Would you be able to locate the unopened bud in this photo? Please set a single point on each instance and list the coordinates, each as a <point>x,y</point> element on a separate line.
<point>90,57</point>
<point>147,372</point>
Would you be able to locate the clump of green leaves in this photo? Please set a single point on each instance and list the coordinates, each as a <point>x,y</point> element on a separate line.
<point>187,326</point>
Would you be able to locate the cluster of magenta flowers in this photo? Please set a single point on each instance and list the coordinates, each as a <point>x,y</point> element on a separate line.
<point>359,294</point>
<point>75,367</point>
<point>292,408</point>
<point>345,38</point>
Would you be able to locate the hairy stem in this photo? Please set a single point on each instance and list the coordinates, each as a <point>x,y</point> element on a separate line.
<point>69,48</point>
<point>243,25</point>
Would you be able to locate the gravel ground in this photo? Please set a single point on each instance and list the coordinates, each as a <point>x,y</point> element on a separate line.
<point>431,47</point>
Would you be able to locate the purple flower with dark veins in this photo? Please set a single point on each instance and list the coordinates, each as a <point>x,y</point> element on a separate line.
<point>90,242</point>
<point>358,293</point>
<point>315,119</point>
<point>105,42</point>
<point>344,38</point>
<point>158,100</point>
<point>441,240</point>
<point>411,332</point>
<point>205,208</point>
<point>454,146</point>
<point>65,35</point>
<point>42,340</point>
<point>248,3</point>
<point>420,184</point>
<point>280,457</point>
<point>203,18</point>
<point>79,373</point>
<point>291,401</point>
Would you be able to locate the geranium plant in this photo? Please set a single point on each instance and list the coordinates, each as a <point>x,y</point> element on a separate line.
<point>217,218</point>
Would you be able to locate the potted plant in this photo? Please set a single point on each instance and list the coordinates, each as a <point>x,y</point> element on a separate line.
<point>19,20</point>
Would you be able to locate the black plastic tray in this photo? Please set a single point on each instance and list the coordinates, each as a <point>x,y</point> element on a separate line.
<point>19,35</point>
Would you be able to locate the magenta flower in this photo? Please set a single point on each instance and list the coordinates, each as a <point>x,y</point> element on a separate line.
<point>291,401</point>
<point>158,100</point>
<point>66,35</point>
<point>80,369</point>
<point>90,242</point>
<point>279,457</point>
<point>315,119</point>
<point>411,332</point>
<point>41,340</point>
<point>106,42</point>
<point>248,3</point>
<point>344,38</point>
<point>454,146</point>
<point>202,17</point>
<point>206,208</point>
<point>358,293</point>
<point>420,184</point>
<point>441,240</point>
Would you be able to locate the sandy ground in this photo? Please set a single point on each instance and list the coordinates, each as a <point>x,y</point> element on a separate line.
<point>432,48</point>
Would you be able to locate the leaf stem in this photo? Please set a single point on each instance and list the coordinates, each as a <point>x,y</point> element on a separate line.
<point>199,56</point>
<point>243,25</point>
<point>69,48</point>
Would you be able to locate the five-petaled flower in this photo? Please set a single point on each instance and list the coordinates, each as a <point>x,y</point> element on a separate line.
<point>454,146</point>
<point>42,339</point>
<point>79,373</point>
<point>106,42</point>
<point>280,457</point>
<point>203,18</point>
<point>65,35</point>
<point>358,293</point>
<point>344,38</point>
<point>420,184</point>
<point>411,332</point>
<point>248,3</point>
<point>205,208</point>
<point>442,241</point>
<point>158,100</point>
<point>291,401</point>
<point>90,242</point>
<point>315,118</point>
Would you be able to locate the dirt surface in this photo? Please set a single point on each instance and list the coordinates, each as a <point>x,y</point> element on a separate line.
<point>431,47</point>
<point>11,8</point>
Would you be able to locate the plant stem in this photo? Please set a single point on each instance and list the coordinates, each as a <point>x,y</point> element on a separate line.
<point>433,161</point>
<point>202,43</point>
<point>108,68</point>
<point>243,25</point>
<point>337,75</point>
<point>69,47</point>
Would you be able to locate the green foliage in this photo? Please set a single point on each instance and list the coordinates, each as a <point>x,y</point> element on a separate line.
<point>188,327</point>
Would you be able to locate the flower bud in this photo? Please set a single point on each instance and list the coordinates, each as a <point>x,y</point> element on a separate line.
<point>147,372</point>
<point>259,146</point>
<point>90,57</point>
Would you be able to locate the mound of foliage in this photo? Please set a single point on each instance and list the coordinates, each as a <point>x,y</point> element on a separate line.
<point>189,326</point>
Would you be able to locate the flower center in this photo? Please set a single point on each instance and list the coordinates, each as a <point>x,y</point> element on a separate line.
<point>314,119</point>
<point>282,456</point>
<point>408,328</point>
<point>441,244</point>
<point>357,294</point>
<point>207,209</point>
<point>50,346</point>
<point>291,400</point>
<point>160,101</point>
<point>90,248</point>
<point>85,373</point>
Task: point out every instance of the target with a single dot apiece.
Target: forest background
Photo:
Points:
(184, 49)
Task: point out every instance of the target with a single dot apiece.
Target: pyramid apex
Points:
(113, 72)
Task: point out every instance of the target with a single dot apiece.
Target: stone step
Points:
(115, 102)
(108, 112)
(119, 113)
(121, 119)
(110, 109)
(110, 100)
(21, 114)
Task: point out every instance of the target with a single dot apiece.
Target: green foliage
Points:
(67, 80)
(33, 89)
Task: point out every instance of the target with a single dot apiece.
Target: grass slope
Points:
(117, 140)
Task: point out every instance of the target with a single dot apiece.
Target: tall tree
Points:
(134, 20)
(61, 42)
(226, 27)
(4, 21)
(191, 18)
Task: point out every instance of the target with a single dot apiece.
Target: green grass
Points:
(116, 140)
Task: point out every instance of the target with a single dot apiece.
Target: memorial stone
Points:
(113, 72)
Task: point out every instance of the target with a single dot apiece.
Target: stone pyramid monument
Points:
○ ○ ○ ○ ○ ○ ○
All the data above must be copied again. Leave nothing out.

Would you be able to locate the unopened bud in this photo? Please set a single point on each instance and list the coordinates, each as a <point>x,y</point> element on a separate line.
<point>90,57</point>
<point>147,372</point>
Would you be able to locate the clump of green leaves in this photo? Please set a single point on each instance and list the coordinates, each as a <point>x,y</point> element on a separate line.
<point>187,326</point>
Would you be able to locate the cluster of magenta flowers in this photo? Please set a single point on each instance and list the coordinates, each as a <point>x,y</point> element on a separate line.
<point>359,294</point>
<point>75,367</point>
<point>292,408</point>
<point>345,38</point>
Would you be able to locate the hairy stem in this photo? Please set a single point on each instance and list the coordinates, each as a <point>x,y</point> element on a separate line.
<point>69,48</point>
<point>243,25</point>
Would you be able to locate the gravel ground in this photo? Please set a single point on each instance and list the coordinates, each as a <point>x,y</point> element on a separate line.
<point>431,47</point>
Would you be able to locate the purple flower with dark veins in this photo? Please set a single point on each instance and list the coordinates, each as a <point>x,y</point> element on a separate line.
<point>90,242</point>
<point>358,293</point>
<point>315,119</point>
<point>105,42</point>
<point>344,38</point>
<point>158,100</point>
<point>441,240</point>
<point>411,332</point>
<point>205,208</point>
<point>454,146</point>
<point>65,35</point>
<point>42,340</point>
<point>248,3</point>
<point>420,184</point>
<point>280,457</point>
<point>203,18</point>
<point>79,373</point>
<point>291,401</point>
Would you be able to locate the geranium plant in this photo? Please set a single point on each instance and list the coordinates, each as a <point>x,y</point> element on a separate line.
<point>217,218</point>
Would you be able to locate the potted plant in this photo? Please set a single point on each instance and list the coordinates, each as a <point>x,y</point> element on a separate line.
<point>19,20</point>
Would you be able to locate the black plastic tray in this photo? Please set a single point on each instance and list the coordinates, each as a <point>x,y</point> element on a separate line.
<point>19,35</point>
Would you be able to locate the magenta flower in this photo? Please set a single point on each instance and list the coordinates, each as a <point>x,y</point> element on a separate line.
<point>291,401</point>
<point>158,100</point>
<point>66,35</point>
<point>80,369</point>
<point>90,242</point>
<point>279,457</point>
<point>315,119</point>
<point>411,332</point>
<point>41,340</point>
<point>106,42</point>
<point>248,3</point>
<point>344,38</point>
<point>454,146</point>
<point>202,17</point>
<point>206,208</point>
<point>358,293</point>
<point>420,184</point>
<point>441,240</point>
Would you be able to locate the sandy ground in this photo? Please set a single point on each instance and list the coordinates, each as a <point>x,y</point> element on a separate line.
<point>432,48</point>
Would you be able to locate the leaf stem in this photo? Please set a single point on each instance and list the coordinates, each as a <point>x,y</point> element on a separate line.
<point>199,56</point>
<point>243,25</point>
<point>69,48</point>
Would you be able to locate the five-petaled flower in this photo? Please set a single point on each instance and list the coordinates, each as a <point>x,y</point> element on a separate line.
<point>454,146</point>
<point>42,339</point>
<point>79,373</point>
<point>106,42</point>
<point>280,457</point>
<point>203,18</point>
<point>65,35</point>
<point>358,293</point>
<point>344,38</point>
<point>420,184</point>
<point>411,332</point>
<point>248,3</point>
<point>205,208</point>
<point>442,241</point>
<point>158,100</point>
<point>291,401</point>
<point>90,242</point>
<point>315,118</point>
Would you be able to locate the dirt surface in this photo? Please set a single point on each instance and list the coordinates, each as a <point>x,y</point> element on a separate line.
<point>431,47</point>
<point>11,8</point>
Would you be able to locate the plant stem in this photo? Please set a single point on each instance and list the coordinates, each as a <point>x,y</point> element on a separate line.
<point>433,161</point>
<point>202,43</point>
<point>108,68</point>
<point>243,25</point>
<point>337,75</point>
<point>69,47</point>
Would you be able to locate the green foliage in this photo? Please set a single point on each instance and list the coordinates, each as a <point>x,y</point> element on a separate line.
<point>188,327</point>
Would you be able to locate the flower bud in this photo? Please set a single point on each instance and list the coordinates, each as a <point>x,y</point> element on a separate line.
<point>147,372</point>
<point>259,146</point>
<point>90,57</point>
Would you be able to locate the mound of foliage in this photo? Please set a single point on each instance and list the coordinates, each as a <point>x,y</point> element on a separate line.
<point>189,326</point>
Would you be able to locate the flower center in this photo? Please set a single point on each instance and list the coordinates, each as a <point>x,y</point> element on a separate line.
<point>314,119</point>
<point>282,456</point>
<point>408,328</point>
<point>441,244</point>
<point>357,294</point>
<point>207,209</point>
<point>50,346</point>
<point>291,400</point>
<point>160,101</point>
<point>90,248</point>
<point>85,373</point>
Task: point out every instance of the target with a single dot apiece.
Target: forest background
Photo:
Points:
(184, 49)
Task: point out every instance of the target with a single dot apiece.
Target: pyramid apex
Points:
(113, 72)
Task: point out every instance of the target with a single dot apiece.
Target: stone step
Points:
(115, 102)
(108, 112)
(119, 113)
(121, 119)
(110, 109)
(110, 100)
(21, 114)
Task: point out every instance of the target with a single dot apiece.
Target: green foliage
Points:
(67, 80)
(33, 89)
Task: point out every instance of the target with a single dot apiece.
Target: grass slope
Points:
(117, 140)
Task: point out every instance of the target with a single dot apiece.
Target: tall tree
Points:
(134, 20)
(61, 42)
(226, 27)
(4, 21)
(191, 18)
Task: point out every instance of the target with a single dot apiece.
Target: green grass
Points:
(116, 140)
Task: point out every instance of the target with a single dot apiece.
Target: memorial stone
Points:
(113, 72)
Task: point out every instance of the target with a single dot apiece.
Target: stone pyramid monument
Points:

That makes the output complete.